(Saved entries)
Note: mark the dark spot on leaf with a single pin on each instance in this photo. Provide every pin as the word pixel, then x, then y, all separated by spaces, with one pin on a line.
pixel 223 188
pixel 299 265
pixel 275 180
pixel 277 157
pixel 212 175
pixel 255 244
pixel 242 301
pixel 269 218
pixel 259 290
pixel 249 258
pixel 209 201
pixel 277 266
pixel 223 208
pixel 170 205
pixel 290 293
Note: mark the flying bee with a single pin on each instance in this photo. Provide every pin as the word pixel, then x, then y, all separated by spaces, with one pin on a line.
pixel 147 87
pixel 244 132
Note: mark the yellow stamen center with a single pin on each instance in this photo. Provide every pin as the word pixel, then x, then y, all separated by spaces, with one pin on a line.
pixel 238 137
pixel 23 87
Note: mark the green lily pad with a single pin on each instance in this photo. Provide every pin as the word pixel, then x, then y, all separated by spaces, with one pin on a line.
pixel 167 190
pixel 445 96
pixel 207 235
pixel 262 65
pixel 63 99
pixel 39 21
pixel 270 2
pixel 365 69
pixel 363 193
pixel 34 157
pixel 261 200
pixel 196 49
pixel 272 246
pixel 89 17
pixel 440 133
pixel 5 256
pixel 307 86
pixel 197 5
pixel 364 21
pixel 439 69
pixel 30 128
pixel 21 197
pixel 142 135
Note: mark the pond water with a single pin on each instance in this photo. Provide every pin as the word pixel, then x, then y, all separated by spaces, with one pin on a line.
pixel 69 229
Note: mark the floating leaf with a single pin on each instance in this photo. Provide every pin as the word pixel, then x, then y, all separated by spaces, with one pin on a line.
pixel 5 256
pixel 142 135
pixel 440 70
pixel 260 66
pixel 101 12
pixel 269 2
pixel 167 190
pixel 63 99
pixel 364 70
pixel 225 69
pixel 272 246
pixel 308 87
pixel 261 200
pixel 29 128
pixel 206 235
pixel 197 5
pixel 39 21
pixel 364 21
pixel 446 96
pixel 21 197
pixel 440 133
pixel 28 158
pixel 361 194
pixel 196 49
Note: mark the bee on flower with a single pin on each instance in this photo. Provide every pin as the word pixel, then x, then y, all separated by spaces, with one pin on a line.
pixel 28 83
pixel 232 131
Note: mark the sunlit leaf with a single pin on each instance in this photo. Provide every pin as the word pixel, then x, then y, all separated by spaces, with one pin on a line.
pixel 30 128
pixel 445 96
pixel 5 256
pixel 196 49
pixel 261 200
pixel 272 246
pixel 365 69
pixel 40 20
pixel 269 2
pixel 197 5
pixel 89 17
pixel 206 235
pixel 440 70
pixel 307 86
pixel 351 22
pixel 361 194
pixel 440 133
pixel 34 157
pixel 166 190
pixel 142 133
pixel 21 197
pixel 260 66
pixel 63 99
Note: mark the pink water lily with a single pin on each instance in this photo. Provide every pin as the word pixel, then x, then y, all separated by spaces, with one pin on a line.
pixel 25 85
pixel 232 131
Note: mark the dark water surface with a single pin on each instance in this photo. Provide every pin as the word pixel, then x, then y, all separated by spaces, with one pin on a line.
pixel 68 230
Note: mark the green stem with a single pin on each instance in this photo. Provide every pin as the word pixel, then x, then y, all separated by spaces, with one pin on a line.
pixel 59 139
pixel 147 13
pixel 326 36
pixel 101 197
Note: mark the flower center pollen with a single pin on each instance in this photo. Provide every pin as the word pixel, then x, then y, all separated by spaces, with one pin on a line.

> [WORK TO COMPLETE]: Restate each of the records exactly, leaving nothing out.

> [RESULT OF THIS EXERCISE]:
Note: mark the dark spot on leaf with a single pin on each instance in this photo. Provide every pin as the word pixel, then x, then y, all separated by spaces, with one pin on a line.
pixel 223 188
pixel 299 265
pixel 275 180
pixel 277 157
pixel 212 175
pixel 255 244
pixel 242 301
pixel 269 218
pixel 259 290
pixel 249 258
pixel 209 201
pixel 277 266
pixel 223 208
pixel 170 205
pixel 290 293
Note: mark the flying bee with a single pin on each instance in this photo. Provide every pin as the word pixel, then x, then y, all separated by spaces, with one pin on a line.
pixel 147 87
pixel 244 132
Note: mark the yellow stamen center with a single pin on each instance in this photo. Provide every pin as the word pixel, then x, then y, all separated by spaces, with one pin on a line.
pixel 238 137
pixel 23 87
Note: mark the green lily pad with a single pin on each instance in this photo. Provide every pin as the word pixel, then x, then y, all separated by spaces, with one pin on a line.
pixel 167 190
pixel 445 96
pixel 207 235
pixel 262 65
pixel 63 99
pixel 39 21
pixel 270 2
pixel 365 69
pixel 363 193
pixel 34 157
pixel 261 200
pixel 196 49
pixel 272 246
pixel 89 17
pixel 440 133
pixel 5 256
pixel 307 86
pixel 197 5
pixel 364 21
pixel 439 69
pixel 30 128
pixel 21 197
pixel 142 135
Note: mark the pond water with a single pin on each instance in this photo. Provide every pin as the word pixel, then x, then y, all separated by spaces, with one pin on a line.
pixel 69 229
Note: mark the floating leaf with a single pin on each instance in this photo. Provide every pin as the word pixel, then x, then y, all separated by spaces, with one pin on a line.
pixel 5 256
pixel 142 135
pixel 440 70
pixel 260 66
pixel 101 12
pixel 269 2
pixel 167 190
pixel 63 99
pixel 364 70
pixel 225 69
pixel 272 246
pixel 308 87
pixel 261 200
pixel 29 128
pixel 206 235
pixel 197 5
pixel 39 21
pixel 364 21
pixel 446 96
pixel 21 197
pixel 440 133
pixel 28 158
pixel 361 194
pixel 196 49
Note: mark the bee on flower with a single pin on each instance in this photo. Provide every pin as the word pixel, then x, then y, all separated by spaces, with one pin on a line.
pixel 28 83
pixel 232 131
Note: mark the sunlit leaf with a single pin on each instance in this photo. Provide every pin as the word pixel, then x, then y, all separated by spaces, with one pin on a line.
pixel 30 128
pixel 445 96
pixel 5 256
pixel 196 49
pixel 261 200
pixel 272 246
pixel 365 69
pixel 40 20
pixel 269 2
pixel 197 5
pixel 89 17
pixel 206 235
pixel 440 70
pixel 307 86
pixel 351 22
pixel 361 194
pixel 440 133
pixel 34 157
pixel 166 190
pixel 142 133
pixel 21 197
pixel 260 66
pixel 63 99
Note: mark the pink water lily with a single pin on each instance in this photo. Provide every pin as the word pixel, then x, then y, all separated by spaces, with one pin on a line.
pixel 25 85
pixel 232 131
Note: mark the dark water surface with a single pin on each instance in this photo. Provide every pin as the word pixel, then x, then y, all separated by spaces, with one pin on a line.
pixel 68 230
Note: mark the green stem with a single pin on each instance in this photo. Provide every pin as the word pixel, then x, then y, all separated by spaces, with one pin on a line.
pixel 59 139
pixel 147 13
pixel 326 36
pixel 101 197
Note: mark the flower center pollen with a single pin on each instance in this photo. Provide every pin as the word pixel, then x, then y, all separated by spaces, with one pin on a line.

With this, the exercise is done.